> **Stated problem**
Only the lines from the one containing "Each instance receives one keypoint. Mark the dark suv" through the end of the data below should be copied, each exactly as written and with both ends kept.

> **Provided data**
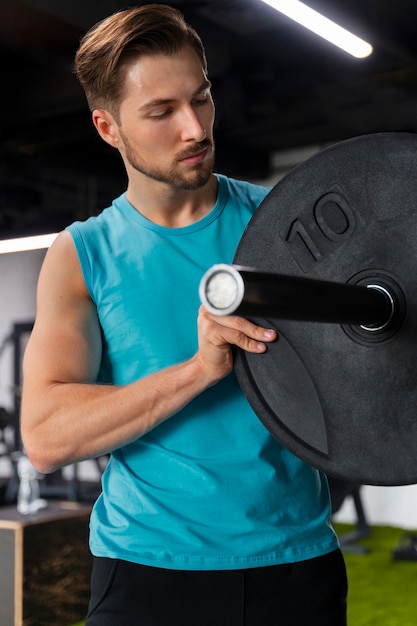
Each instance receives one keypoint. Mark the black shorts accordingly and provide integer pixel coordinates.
(309, 593)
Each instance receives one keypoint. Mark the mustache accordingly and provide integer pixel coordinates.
(195, 149)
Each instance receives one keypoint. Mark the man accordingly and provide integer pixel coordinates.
(204, 519)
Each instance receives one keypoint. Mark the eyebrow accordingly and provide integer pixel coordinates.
(161, 101)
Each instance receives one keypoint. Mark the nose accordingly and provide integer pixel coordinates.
(193, 127)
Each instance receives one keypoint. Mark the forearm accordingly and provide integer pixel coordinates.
(69, 422)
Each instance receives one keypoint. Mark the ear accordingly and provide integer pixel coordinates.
(106, 126)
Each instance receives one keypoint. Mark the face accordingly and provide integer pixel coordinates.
(166, 120)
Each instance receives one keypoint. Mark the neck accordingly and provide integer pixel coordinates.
(173, 208)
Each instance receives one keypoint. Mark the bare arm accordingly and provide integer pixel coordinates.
(67, 417)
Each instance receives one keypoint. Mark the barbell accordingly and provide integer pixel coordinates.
(329, 260)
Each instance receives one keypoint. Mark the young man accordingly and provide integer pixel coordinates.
(204, 519)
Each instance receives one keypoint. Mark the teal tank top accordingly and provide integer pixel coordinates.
(210, 488)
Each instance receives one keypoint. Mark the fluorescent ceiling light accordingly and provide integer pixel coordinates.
(322, 26)
(22, 244)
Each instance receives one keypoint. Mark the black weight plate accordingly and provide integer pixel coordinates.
(343, 399)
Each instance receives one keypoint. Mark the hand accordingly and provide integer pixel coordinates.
(217, 335)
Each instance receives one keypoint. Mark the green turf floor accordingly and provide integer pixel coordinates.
(382, 591)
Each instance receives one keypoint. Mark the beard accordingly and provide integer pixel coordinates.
(196, 176)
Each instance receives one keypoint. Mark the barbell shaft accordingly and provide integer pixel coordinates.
(232, 289)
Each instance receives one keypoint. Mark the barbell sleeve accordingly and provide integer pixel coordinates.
(233, 289)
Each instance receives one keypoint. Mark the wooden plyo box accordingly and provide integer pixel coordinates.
(45, 565)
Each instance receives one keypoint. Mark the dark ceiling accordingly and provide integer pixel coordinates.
(276, 87)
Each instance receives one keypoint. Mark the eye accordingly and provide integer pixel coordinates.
(201, 101)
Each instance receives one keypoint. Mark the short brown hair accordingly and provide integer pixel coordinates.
(128, 34)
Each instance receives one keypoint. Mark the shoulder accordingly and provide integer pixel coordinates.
(241, 190)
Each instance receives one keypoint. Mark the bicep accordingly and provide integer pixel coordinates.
(65, 344)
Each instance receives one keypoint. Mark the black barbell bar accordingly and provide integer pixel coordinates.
(233, 289)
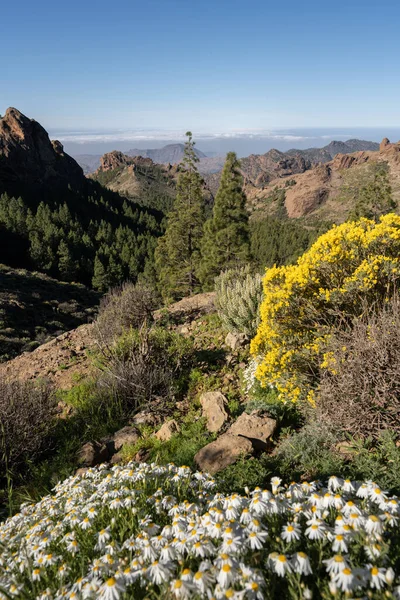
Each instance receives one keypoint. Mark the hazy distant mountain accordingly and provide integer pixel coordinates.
(172, 154)
(327, 153)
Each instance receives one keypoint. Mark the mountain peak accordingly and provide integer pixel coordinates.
(31, 159)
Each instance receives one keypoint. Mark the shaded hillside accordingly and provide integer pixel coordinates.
(141, 180)
(35, 308)
(138, 178)
(55, 220)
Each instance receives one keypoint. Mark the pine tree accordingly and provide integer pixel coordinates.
(178, 251)
(66, 264)
(226, 241)
(100, 280)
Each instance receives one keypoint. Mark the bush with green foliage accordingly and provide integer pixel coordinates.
(238, 298)
(27, 417)
(303, 303)
(131, 305)
(360, 388)
(146, 364)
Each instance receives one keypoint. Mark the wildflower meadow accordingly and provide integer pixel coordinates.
(149, 531)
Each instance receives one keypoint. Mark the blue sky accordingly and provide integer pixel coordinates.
(215, 66)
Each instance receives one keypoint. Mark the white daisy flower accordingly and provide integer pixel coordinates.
(301, 563)
(291, 532)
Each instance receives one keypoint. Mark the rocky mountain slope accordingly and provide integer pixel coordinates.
(28, 159)
(327, 191)
(172, 153)
(327, 153)
(169, 154)
(35, 308)
(140, 179)
(260, 169)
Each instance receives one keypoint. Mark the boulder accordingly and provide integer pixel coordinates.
(255, 427)
(126, 435)
(92, 454)
(225, 451)
(144, 418)
(234, 341)
(166, 432)
(214, 405)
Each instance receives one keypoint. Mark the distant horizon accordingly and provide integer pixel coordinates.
(211, 66)
(78, 143)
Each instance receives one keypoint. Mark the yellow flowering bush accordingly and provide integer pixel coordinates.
(349, 268)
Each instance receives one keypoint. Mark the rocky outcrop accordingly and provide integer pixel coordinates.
(214, 405)
(29, 158)
(59, 361)
(259, 170)
(225, 451)
(257, 428)
(166, 432)
(126, 435)
(92, 454)
(235, 341)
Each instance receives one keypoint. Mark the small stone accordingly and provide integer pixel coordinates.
(235, 341)
(126, 435)
(166, 432)
(92, 454)
(144, 418)
(214, 405)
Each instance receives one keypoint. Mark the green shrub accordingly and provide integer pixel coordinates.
(128, 306)
(27, 417)
(180, 449)
(360, 390)
(310, 452)
(148, 364)
(239, 295)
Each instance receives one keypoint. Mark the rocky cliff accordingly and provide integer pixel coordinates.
(29, 160)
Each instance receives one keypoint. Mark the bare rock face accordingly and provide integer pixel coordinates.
(310, 191)
(92, 454)
(259, 170)
(145, 418)
(166, 432)
(255, 427)
(126, 435)
(234, 341)
(384, 144)
(225, 451)
(214, 405)
(114, 160)
(29, 158)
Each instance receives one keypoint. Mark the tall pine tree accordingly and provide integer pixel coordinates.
(226, 241)
(178, 250)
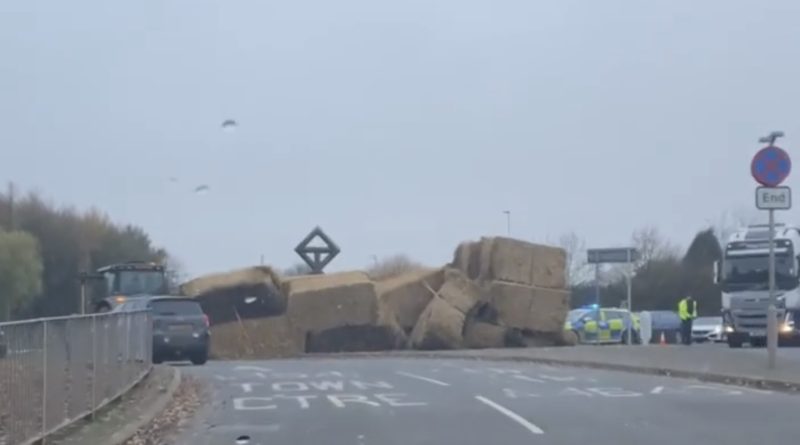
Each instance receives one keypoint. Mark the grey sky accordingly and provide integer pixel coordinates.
(402, 126)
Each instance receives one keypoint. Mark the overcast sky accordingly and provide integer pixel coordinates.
(397, 126)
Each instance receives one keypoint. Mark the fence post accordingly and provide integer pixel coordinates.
(94, 364)
(44, 379)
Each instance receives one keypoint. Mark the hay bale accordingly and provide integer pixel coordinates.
(481, 335)
(459, 291)
(406, 296)
(227, 296)
(250, 276)
(320, 302)
(467, 259)
(439, 327)
(385, 335)
(514, 261)
(530, 308)
(257, 338)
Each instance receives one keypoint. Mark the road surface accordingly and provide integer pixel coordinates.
(391, 401)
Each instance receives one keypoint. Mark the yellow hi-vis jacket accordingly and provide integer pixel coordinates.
(683, 309)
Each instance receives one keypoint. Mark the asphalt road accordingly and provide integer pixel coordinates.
(414, 401)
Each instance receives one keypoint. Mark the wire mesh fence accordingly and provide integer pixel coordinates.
(54, 371)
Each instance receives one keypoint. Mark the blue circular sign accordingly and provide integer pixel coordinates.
(771, 166)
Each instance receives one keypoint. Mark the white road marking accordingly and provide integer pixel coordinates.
(424, 379)
(511, 415)
(529, 379)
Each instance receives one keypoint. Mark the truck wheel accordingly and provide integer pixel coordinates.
(734, 341)
(199, 358)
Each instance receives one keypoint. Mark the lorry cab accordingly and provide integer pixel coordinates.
(129, 280)
(743, 276)
(594, 325)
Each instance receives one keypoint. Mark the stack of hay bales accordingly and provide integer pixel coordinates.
(497, 292)
(340, 312)
(405, 296)
(524, 284)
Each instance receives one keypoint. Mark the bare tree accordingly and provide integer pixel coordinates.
(577, 268)
(297, 269)
(730, 221)
(392, 266)
(651, 245)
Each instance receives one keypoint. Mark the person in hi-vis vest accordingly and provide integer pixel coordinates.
(687, 311)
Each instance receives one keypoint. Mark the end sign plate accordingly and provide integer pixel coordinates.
(773, 198)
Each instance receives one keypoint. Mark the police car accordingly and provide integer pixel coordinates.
(612, 326)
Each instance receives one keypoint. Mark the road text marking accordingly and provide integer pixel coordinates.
(424, 379)
(511, 415)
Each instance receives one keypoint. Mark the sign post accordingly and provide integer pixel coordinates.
(615, 255)
(770, 167)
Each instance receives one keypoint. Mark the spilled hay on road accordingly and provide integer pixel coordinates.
(497, 292)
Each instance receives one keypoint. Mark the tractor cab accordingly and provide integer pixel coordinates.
(124, 281)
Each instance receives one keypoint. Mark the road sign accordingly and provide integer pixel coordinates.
(616, 255)
(774, 198)
(770, 166)
(317, 257)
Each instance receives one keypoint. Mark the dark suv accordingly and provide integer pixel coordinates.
(180, 330)
(3, 344)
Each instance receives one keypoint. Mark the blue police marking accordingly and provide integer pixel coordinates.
(770, 166)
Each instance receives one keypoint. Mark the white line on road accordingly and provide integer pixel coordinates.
(424, 379)
(512, 415)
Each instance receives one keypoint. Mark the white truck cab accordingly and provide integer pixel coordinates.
(743, 276)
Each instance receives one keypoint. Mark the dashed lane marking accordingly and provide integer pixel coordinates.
(511, 415)
(423, 378)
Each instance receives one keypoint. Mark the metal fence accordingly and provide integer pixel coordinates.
(54, 371)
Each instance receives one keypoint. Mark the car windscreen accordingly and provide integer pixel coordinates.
(176, 307)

> **Solution below**
Each instance receives one keypoint. Mark the dark suv accordingly and provide integer pixel coordinates.
(180, 330)
(3, 344)
Each instance receives one keypoint. Mark the blue police marking accordingly and provide integer pixel coordinates.
(770, 166)
Each instance receives one keypoint. Mark the white line on road accordingly and provide integer pixel coordinates.
(424, 379)
(512, 415)
Each instance receives one keypoint. Mark the white truck cab accordingly and provide integer pixel coordinates.
(743, 276)
Each instance receives one keypoint. Mark the dashed lane marking accordingly and provide integer pixel coordinates.
(511, 415)
(423, 378)
Each instance receives one keypoint. Mark the metal fence accordingly and provide integer pixel coordinates.
(54, 371)
Each instance receives one keypoint. Mark the car windscreen accordingly and provide integer pixel coordinates.
(176, 307)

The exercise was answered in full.